------ Text passage

No Quant Is Safe as Global Stress Hits Risk Parity Where It Hurts

(Bloomberg) -- Choppy markets around the world are hurting one of Wall Street’s hottest quantitative trades, belying its status as a port in the storm.

The commodity train wreck, emerging-market turmoil and shifts in government bonds have created a wave of turbulence for risk-parity funds, a strategy first popularized by Ray Dalio that weighs exposures according to volatility measures.

Two-month realized price swings for the investing style hit the highest in more than two years last week, before easing. And it’s the second-worst performing portfolio tracked by JPMorgan Chase & Co. so far this year, as of Aug. 10.

No Quant Is Safe as Global Stress Hits Risk Parity Where It Hurts

Beloved by math whizzes and increasingly adopted by the mom-and-pop crowd, the leveraged strategy has boomed in the post-crisis era driven by diversification-minded algorithms, and faith in the hedging power of bonds.

The allocation method aims to hold multiple asset classes to balance out risk, so losses will be moderated by holdings that tend to move in opposite directions.

But from the trade clash to extreme moves in developing assets, portfolios have struggled to find shelter so far this year, with turmoil in metals the latest in a list of stresses.

No one’s saying risk parity is broken. Proponents say the strategy can sustain bouts of underperformance -- by design, it captures the average return across assets, so it can outperform in the long run.

But for now, it means that because the funds have modest allocations to some of the riskier markets, they haven’t harvested the best returns on offer this year, generated by U.S. stocks.

Commodities, meanwhile, have been among the worst-performing categories, declining 2.6 percent this year in the average risk-parity portfolio, data from Salient Index Management show. The sovereign-debt portion has tumbled 1.2 percent while U.S. equities have contributed a 0.6 percent gain, according to the firm.

No Quant Is Safe as Global Stress Hits Risk Parity Where It Hurts

Practitioners, for their part, say keep calm and carry on.

“Everyone’s performance has been soft this year relative to U.S. stocks,” Roberto Croce, director of quantitative research at Salient Partners LP. “Risk parity is trying to be in the middle, trying to get diversification. It’s never going to be the top-performing thing, but it won’t be the bottom either.”

Maneesh Shanbhag, who co-founded Greenline Partners LLC after almost five years at Bridgewater Associates LP, concurs.

“Equities came off low valuations to deliver higher returns," he said. “Now, risk parity looks relatively dull but has delivered what it was supposed to.”

------------
------ Material supplied

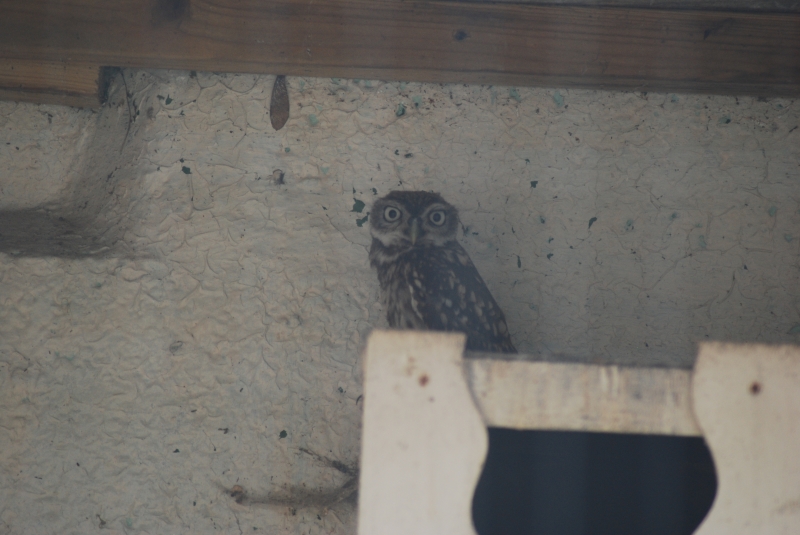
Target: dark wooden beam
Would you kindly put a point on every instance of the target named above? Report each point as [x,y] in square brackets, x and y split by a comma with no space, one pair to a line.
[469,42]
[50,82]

------------
------ Material supplied

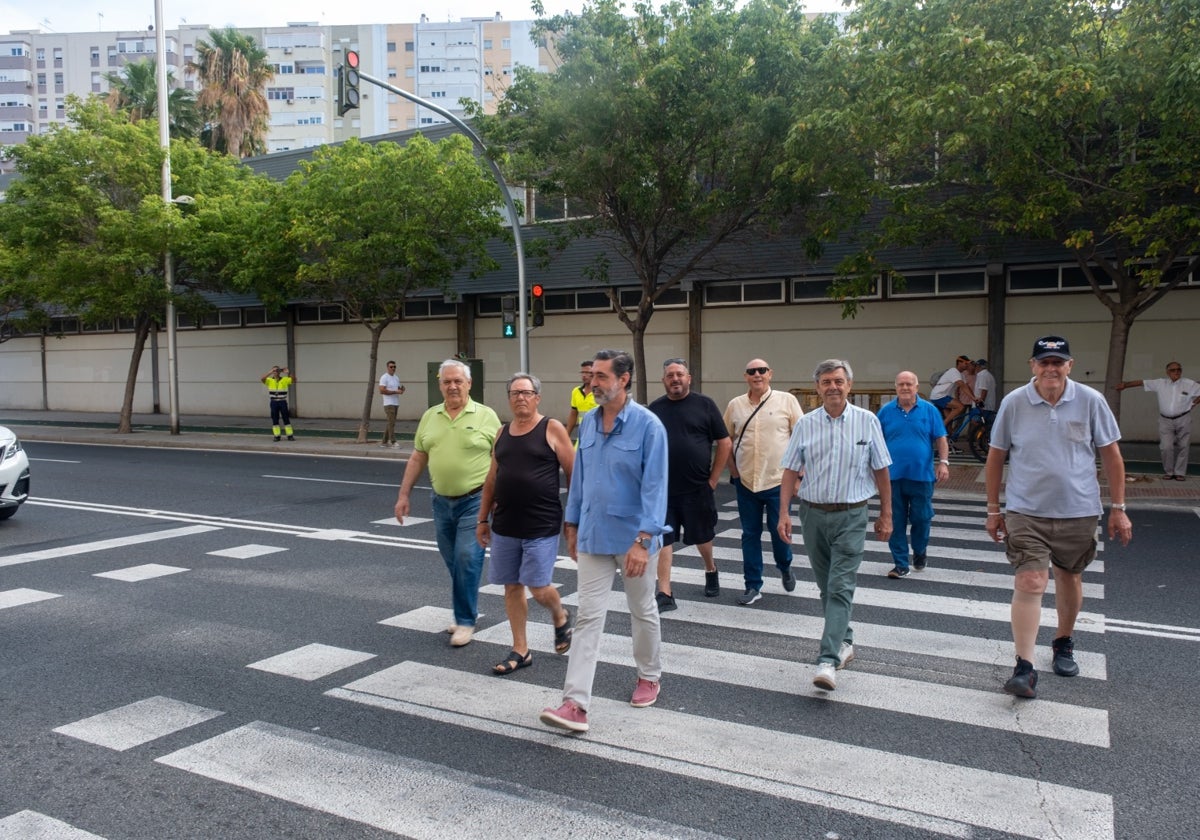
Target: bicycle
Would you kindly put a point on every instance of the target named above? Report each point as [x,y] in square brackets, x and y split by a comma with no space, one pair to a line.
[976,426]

------------

Your instructions: In the risk-parity article, how much has the commodities portion of the average risk-parity portfolio declined this year, according to Salient Index Management data?

Task answer: 2.6 percent